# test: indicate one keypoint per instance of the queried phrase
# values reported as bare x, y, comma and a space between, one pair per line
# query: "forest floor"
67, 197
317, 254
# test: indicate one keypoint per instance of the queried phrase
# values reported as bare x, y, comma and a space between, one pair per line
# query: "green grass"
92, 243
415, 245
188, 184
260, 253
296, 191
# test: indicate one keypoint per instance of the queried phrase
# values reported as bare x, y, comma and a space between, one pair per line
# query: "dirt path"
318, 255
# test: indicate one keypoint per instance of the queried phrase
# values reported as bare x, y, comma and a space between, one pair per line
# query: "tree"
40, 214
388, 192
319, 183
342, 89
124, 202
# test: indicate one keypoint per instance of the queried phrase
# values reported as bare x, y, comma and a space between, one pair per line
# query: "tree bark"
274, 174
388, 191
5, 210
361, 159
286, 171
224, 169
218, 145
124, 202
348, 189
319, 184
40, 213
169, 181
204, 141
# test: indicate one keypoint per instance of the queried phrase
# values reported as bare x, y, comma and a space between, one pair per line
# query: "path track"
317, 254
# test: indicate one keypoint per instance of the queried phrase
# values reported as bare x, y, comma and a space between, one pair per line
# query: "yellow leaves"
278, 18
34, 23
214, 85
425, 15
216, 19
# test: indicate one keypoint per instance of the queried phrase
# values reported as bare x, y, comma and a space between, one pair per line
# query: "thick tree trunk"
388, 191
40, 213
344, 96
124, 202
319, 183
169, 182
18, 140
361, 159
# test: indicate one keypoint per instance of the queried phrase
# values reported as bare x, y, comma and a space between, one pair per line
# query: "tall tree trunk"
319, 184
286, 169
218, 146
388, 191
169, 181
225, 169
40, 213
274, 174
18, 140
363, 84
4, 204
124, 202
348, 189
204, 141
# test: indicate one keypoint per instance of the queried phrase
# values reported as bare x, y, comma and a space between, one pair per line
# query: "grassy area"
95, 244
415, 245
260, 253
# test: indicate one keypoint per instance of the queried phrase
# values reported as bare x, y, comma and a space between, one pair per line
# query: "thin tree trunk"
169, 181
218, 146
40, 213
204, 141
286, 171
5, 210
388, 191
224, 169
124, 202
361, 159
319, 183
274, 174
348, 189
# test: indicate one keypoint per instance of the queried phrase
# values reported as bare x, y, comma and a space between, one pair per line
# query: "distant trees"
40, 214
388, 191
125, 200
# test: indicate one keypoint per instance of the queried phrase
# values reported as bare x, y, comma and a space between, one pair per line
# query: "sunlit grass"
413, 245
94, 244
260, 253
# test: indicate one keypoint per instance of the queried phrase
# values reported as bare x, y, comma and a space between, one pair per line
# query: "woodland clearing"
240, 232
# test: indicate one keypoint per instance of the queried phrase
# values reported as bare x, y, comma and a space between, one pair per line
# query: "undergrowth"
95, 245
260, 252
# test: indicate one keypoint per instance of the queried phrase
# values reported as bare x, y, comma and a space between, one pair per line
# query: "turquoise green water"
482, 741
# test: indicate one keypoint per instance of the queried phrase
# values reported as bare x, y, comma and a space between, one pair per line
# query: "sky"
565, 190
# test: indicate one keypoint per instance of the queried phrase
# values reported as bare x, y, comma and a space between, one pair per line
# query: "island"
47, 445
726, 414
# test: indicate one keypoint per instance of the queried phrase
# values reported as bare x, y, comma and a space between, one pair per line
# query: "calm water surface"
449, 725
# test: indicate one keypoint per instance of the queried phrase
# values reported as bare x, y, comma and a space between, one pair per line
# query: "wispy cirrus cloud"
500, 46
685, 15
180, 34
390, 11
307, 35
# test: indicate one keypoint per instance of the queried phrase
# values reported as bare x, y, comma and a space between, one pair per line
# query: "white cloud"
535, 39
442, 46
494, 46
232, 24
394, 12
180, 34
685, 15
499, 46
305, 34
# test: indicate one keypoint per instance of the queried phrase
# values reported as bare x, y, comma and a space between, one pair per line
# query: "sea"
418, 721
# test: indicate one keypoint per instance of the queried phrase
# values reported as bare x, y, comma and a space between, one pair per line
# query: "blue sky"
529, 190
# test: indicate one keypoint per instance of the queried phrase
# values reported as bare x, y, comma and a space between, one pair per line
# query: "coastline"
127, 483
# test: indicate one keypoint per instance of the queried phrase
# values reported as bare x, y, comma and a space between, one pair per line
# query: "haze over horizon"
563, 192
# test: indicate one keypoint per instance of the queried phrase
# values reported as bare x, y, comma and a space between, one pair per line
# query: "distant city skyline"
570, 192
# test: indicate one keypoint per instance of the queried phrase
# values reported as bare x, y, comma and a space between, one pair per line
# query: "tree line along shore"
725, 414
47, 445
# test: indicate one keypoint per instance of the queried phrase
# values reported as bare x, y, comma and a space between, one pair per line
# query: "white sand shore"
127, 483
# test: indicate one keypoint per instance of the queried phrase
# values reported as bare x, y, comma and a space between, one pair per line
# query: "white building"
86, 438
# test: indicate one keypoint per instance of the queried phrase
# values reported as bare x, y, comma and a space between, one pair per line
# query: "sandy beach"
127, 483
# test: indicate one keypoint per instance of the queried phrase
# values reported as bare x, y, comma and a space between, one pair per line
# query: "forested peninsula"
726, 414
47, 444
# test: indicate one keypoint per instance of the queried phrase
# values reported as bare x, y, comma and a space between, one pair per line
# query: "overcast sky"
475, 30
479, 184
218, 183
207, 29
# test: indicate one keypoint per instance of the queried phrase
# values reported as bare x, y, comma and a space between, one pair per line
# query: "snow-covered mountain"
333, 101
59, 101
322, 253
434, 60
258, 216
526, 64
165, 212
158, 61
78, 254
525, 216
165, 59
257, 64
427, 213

-------

-- ABOUT THIS TASK --
The complete listing, from first line to last, should be copied verbatim.

-- SOLUTION TO THE PROBLEM --
# test: indicate one keypoint per instance of the queried phrase
# values reported as bare x, y, comma and a space between, one pair per line
# query: "forest floor"
67, 197
317, 254
# test: indicate one keypoint per instance of the queried phrase
# values reported as bare x, y, comma and a space between, one pair per line
# query: "green grass"
92, 243
415, 245
188, 184
260, 253
296, 191
# test: indicate one keypoint per instance of the queried phrase
# values reported as bare x, y, comma and a space between, one pair per line
# query: "dirt path"
318, 255
# test: indicate one keypoint per instance of the queried phrase
# values reported as bare x, y, comma and a space between, one pair per line
# query: "tree"
40, 214
388, 192
319, 183
342, 89
124, 202
# test: indicate one keypoint per instance of the queried phrase
# values reported as bare x, y, comma and a space between, one pair per line
# query: "tree bark"
274, 174
388, 191
5, 210
361, 159
286, 171
224, 169
218, 145
124, 202
348, 189
319, 184
40, 213
169, 181
204, 141
# test: indicate one keypoint per instance of the queried phrase
# values reported as bare x, y, comma and a space between, one pair per line
# query: "path track"
317, 254
# test: indicate one keypoint per instance of the queried phrase
# values reported as bare x, y, comma and a space between, one pair per line
# query: "yellow leaves"
278, 18
34, 23
214, 85
425, 15
216, 19
# test: indicate one keypoint per instance of the queried phrase
# values reported as bare x, y, comma and a space between, one pair per line
# query: "thick tree trunk"
388, 191
40, 213
344, 96
124, 202
319, 183
169, 182
18, 140
361, 159
# test: indicate one keypoint per instance of the queried phrase
# values reported as bare x, y, comma and a space between, one pair per line
# query: "tall tree trunk"
319, 184
286, 169
218, 146
388, 191
169, 181
225, 169
40, 213
274, 174
18, 140
363, 84
4, 204
124, 202
348, 189
204, 141
# test: indicate one keypoint per instance of the queried phrase
# values reported as bare x, y, comma and a space between, one pair per line
# query: "grassy area"
95, 244
415, 245
260, 253
# test: indicate one keypoint per instance of the queried phrase
# values reported as bare x, y, comma and a space between, one pair per line
# query: "thin tree trunk"
169, 181
218, 146
40, 213
204, 141
286, 171
5, 210
388, 191
224, 169
124, 202
361, 159
319, 183
274, 174
348, 189
# test: indicate one keypoint per instance of the queried phrase
# values reported as bare x, y, comma and a space between, one pair per line
# query: "distant trees"
40, 214
388, 191
125, 200
# test: indicate one keypoint per instance of the queried phrase
# values reported as bare x, y, comma and a space between, one pair per line
# query: "sunlit grass"
413, 245
94, 244
260, 253
# test: indicate one keypoint per instance of the queried phrase
# values reported as bare x, y, comma and a space between, one pair per line
# query: "woodland clearing"
240, 232
# test: indicate one keypoint per instance of the queried phrase
# values reported as bare x, y, comma and a space between, one pair per line
# query: "undergrowth"
95, 245
260, 252
# test: indicate one keypoint per instance of the queried phrase
# values reported as bare x, y, comma and a space between, one pair per line
# query: "turquoise green water"
482, 741
# test: indicate one keypoint per instance of the queried phrase
# values reported as bare x, y, comma and a space between, one pair per line
# query: "sky"
565, 190
# test: indicate one keypoint per instance of the queried phrase
# values reported as bare x, y, comma and a space between, one pair per line
# query: "island"
47, 445
726, 414
# test: indicate one keypoint per instance of the queried phrase
# values reported as bare x, y, comma and a space between, one pair per line
# query: "calm water surface"
449, 725
# test: indicate one keypoint per instance of the queried phrase
# values reported as bare x, y, comma and a space between, one pair per line
# query: "wispy cirrus cloud"
500, 46
685, 15
180, 34
390, 11
307, 35
# test: indicate one keypoint per instance of the queried phrase
# values reported as bare x, y, comma and a space between, one pair per line
# query: "white cloud"
535, 39
442, 46
494, 46
232, 24
394, 12
180, 34
685, 15
499, 46
305, 34
# test: indicate one keypoint per instance of the queried phrase
# values reported as bare x, y, comma and a space between, one pair per line
# query: "sea"
418, 721
# test: indicate one keypoint per instance of the queried phrase
# values reported as bare x, y, comma and a space between, one pair per line
# query: "blue sky"
529, 190
# test: indicate one keypoint per instance of the queried phrase
# values reported as bare x, y, comma and a space between, one pair per line
# query: "coastline"
127, 483
# test: indicate one keypoint per instance of the queried phrase
# values reported as bare x, y, comma and a space between, one pair per line
# query: "haze over horizon"
563, 192
# test: indicate one keypoint per instance of the queried phrase
# values reported as bare x, y, comma and a space between, one pair per line
# query: "distant city skyline"
570, 192
# test: indicate one keypoint per instance of the queried phrase
# values reported as bare x, y, comma and a space between, one pair per line
# query: "tree line along shore"
725, 414
47, 445
# test: indicate one keypoint per instance of the queried phrase
# values reported as bare x, y, comma and a space between, one pair per line
# query: "white sand shore"
127, 483
# test: indicate one keypoint per instance of the queried phrase
# values reported as bare x, y, comma and a space between, one pair per line
# query: "white building"
86, 438
# test: indicate one keypoint per instance of the queried phrase
# values reported as bare x, y, comma and a space between, one pair per line
# query: "sandy beach"
127, 483
# test: indicate one keypoint per instance of the queried phrase
# values reported as bare x, y, comma and a space between, one pair per line
# query: "forested peninsula"
726, 414
47, 444
# test: indicate one keypoint per instance of the queried phrase
# values reported as bare x, y, comma and a space between, one pair per line
# query: "overcast sky"
475, 30
479, 184
218, 183
207, 29
# test: indicate one keypoint per instance of the queried phrase
# values reported as bare x, y, comma and a space between, one pair per line
# query: "snow-covered mountain"
333, 101
59, 101
322, 253
434, 60
258, 216
526, 64
165, 212
158, 61
78, 254
525, 216
165, 59
257, 64
427, 213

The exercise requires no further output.